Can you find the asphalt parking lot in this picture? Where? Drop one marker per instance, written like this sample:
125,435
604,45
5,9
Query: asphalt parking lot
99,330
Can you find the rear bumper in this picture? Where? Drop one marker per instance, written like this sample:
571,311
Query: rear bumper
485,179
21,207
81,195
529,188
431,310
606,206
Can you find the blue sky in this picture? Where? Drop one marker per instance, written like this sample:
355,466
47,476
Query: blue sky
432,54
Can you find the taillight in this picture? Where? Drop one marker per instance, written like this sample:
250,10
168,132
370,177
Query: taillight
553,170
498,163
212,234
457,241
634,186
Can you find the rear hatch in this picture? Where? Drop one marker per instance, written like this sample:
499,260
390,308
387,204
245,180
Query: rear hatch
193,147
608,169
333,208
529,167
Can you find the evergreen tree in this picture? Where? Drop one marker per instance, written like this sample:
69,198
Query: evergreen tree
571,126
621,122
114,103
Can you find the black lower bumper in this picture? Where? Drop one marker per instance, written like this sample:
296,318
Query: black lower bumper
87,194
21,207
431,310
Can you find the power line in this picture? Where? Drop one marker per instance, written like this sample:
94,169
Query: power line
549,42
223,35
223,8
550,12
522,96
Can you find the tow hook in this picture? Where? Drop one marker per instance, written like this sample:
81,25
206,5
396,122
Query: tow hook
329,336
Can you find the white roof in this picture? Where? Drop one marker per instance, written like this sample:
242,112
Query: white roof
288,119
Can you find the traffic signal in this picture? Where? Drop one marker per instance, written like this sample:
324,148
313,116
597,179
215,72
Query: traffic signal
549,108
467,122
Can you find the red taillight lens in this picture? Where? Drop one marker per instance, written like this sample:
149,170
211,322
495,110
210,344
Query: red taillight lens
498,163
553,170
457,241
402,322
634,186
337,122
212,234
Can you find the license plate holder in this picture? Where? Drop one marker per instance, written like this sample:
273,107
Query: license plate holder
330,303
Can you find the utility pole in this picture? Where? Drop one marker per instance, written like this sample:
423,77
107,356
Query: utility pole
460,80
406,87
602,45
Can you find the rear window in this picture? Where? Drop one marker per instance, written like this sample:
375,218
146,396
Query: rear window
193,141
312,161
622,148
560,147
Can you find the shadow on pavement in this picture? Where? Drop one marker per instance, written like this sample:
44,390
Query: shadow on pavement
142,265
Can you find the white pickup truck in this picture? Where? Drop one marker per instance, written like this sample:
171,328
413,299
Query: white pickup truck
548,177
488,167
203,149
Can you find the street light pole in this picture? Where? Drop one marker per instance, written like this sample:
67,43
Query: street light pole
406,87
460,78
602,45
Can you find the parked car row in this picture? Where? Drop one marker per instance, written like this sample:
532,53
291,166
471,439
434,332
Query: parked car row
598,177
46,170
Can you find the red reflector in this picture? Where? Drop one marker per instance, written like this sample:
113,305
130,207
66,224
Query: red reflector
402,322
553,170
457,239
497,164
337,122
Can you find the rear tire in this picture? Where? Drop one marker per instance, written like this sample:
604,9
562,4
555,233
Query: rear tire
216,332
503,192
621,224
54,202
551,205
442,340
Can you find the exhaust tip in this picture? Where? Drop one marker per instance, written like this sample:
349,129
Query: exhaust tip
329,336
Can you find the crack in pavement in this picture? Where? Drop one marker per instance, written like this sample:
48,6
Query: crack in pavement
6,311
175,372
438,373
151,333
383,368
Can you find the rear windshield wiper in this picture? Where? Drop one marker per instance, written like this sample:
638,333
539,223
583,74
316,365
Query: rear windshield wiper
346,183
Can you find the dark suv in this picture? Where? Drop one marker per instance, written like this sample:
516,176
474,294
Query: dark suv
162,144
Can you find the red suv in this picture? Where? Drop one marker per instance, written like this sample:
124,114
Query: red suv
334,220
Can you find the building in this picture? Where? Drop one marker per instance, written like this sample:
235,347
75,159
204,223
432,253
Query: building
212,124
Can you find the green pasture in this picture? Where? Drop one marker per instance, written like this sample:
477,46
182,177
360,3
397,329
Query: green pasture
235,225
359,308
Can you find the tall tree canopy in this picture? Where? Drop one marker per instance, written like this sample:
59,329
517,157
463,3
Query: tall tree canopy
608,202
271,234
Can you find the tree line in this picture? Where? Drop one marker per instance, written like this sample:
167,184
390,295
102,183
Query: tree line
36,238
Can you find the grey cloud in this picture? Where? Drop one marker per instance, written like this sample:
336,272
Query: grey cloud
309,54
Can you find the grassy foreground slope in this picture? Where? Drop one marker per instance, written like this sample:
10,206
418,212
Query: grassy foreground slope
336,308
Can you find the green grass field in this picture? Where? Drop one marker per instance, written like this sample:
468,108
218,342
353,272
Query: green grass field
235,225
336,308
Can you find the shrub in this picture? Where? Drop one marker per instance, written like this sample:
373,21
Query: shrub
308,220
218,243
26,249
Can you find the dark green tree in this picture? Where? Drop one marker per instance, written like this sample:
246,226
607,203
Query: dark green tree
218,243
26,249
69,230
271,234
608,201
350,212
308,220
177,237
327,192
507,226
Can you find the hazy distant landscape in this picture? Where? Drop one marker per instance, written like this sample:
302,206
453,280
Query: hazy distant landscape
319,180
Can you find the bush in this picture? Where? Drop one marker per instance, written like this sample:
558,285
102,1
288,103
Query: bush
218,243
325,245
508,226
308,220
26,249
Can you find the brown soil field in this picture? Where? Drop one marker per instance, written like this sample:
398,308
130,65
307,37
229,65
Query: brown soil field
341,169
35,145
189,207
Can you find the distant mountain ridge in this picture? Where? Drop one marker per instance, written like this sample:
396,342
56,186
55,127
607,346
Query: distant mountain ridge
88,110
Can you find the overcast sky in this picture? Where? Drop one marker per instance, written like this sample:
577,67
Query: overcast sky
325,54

..............................

## Exercise:
Each entry above is to be repeated exactly as it appears.

## Exercise answer:
Can you find the asphalt parking lot in this picture? Where? Drop one marker per instance, written like this sample:
125,435
604,45
5,9
Query: asphalt parking lot
99,330
Can you find the rear bumper in this picture? Where? Drop one marker per instance, written like this sample:
571,311
Query: rear bumper
485,179
21,207
81,195
529,188
431,310
606,206
Can you find the blue sky in this picture? Where? Drop one marker per instance, written like this sample:
355,466
47,476
Query: blue sky
432,54
Can you find the taillight in this picture? Where? Drop one marker per instance, written like this sample:
250,10
168,132
370,177
Query: taillight
553,170
498,163
212,234
457,241
634,186
Can you find the rear hatch in this picture? Where? Drop one marker per instance, written like this sample:
499,260
390,308
387,204
245,180
Query: rear hatch
193,147
608,169
333,208
529,167
Can you find the evergreen tree in this picture? Where? Drop one marker per instance, written like this sample:
69,198
Query: evergreen tree
571,126
621,122
114,103
Can you find the black lower bumper in this picture? Where? Drop one marker per instance, written like this sample:
296,318
Query: black lower bumper
87,194
21,207
431,310
Can you find the power line in this picture? Where? Drop one marker per instance, written like this sample:
94,169
Query: power line
549,42
223,35
223,8
550,12
522,96
Can you find the tow hook in this picture? Where? Drop one marker per instance, written like this sample:
81,25
206,5
396,122
Query: tow hook
329,336
Can you find the white roof in this picture? Where? Drop one marker per instance, written like this sample:
242,112
Query: white roof
288,119
Can you find the traffic signal in this picture? Where? Drop one marker per instance, written like this sample:
324,148
313,116
597,179
215,72
Query: traffic signal
549,108
467,122
Can you find the red taillight lens in this picture? Where? Drop one marker per instance, written like this sample:
149,170
211,322
495,110
210,344
Query: red taillight lens
498,163
553,170
457,241
402,322
634,186
337,122
212,234
Can you find the license plate holder in this picture? Where? Drop one marker per instance, written like this sample:
273,107
Query: license plate holder
330,303
Can you find the utility pole in this picture? Where? Drop one marker per instance, written like this sample:
423,77
107,356
Query: utility pole
460,80
406,87
602,45
Can you find the rear window in this picture? Where? Drop one marker per instance, written like this sample:
375,218
146,396
Query: rear window
193,141
312,161
622,148
560,147
Can you find the shadow on pavement in this picture? Where? Drop one marker per instance, written like this sample:
44,390
Query: shadow on pavement
142,265
Can you find the white pickup truck in this picture? Where? Drop one marker per instance, written like this sample:
171,328
413,299
Query: white pickup truck
548,177
488,167
203,149
Can you find the street light pole in this picture? Where? Drop one marker per instance, written like this sample:
67,43
Query: street light pole
406,87
460,78
602,45
Can you find the parked car row in this picture? Where? Drop one marker per instance, written like this sample:
532,53
291,166
471,439
434,332
Query: parked car row
598,177
46,170
Can you find the red reflector in this picture? Where? Drop one marker per instance, written like this sample:
113,305
130,207
66,224
Query: red reflector
402,322
553,170
457,239
497,164
337,122
Can you find the rear tire in this picture? Where? Drop one marker per instance, written like this sample:
604,9
562,4
555,233
Query: rear tire
216,332
503,192
621,224
54,202
551,205
442,340
Can you find the exhaust tip in this picture? Where? Drop one marker per instance, written like this sample:
349,129
Query: exhaust tip
329,336
Can you find the crack in pavement in this picture? Where? Drop one marker per instance, written like this sample:
48,6
Query: crack in pavement
6,311
175,372
438,373
151,333
383,368
Can you find the rear windshield wiper in this picture? Where? Drop one marker per instance, written like this sample:
638,333
539,223
583,74
316,365
Query: rear windshield wiper
346,183
Can you find the dark suv in this picture? Where? Drop one marker per instance, written like this sample:
516,176
474,294
Query: dark suv
162,144
Can you find the red suv in this picture? Where? Drop one marker per instance, written like this sample:
124,114
Query: red suv
334,220
Can you find the building in this picture? Where? Drop one marker per instance, written like this sample:
235,347
75,159
204,223
432,253
Query: building
212,124
Can you find the green pasture in this picture? Where? Drop one marker per instance, written like this sample:
477,46
182,177
360,3
397,329
Query: green pasture
235,225
359,308
Can you find the tall tree canopy in this picture? Where? Drop one marker per instance, written like this sample:
59,329
517,157
463,3
Query: tall tree canopy
608,202
271,234
Can you find the tree line in this picture? Where? Drop one marker per instance, written like this sample:
167,184
390,295
102,183
Query: tree line
36,238
Can you find the grey cloud in this picture? Where? Drop one marker per instance, written like this sample:
336,272
Query: grey cloud
309,54
Can you find the grassy foreground slope in this picture? Where? Drop one marker per instance, written like this sample:
10,206
418,212
Query: grassy foreground slope
336,308
Can you find the green grass field in this picture? Where? Drop one marker per instance, written like this sample:
468,108
218,342
353,272
Query: green grass field
235,225
336,308
Can you find the shrub in this picture? Where? Drop one marker per instance, written like this sample:
373,21
Query: shrub
308,220
218,243
26,249
Can you find the dark green tree in this picture? Where? Drop one marker per instance, written like this sample:
246,226
607,203
Query: dark green tree
218,243
26,249
69,230
271,234
608,201
350,212
308,220
177,237
327,192
507,226
Can you find the hazy distant landscape in this picture? Where? Drop one marker per instance, written like this sample:
302,206
453,280
Query: hazy distant landscape
319,180
Can you find the bush in this picture? Where? Drop one marker per instance, written like this sample:
558,285
102,1
288,103
Query: bush
218,243
325,245
508,226
308,220
26,249
Can you find the brown soil field in this picture? Where? Drop one marker per instance, written like this sample:
398,308
130,65
307,37
229,65
Query: brown soil field
341,169
35,145
189,207
Can you find the distant mountain ridge in this picture? Where? Drop one marker per instance, written like this sample:
396,342
56,186
55,127
607,346
Query: distant mountain ridge
88,110
Can you find the overcast sky in this picture? Where? Drop one marker per instance, written like this sample:
577,67
Query: overcast sky
325,54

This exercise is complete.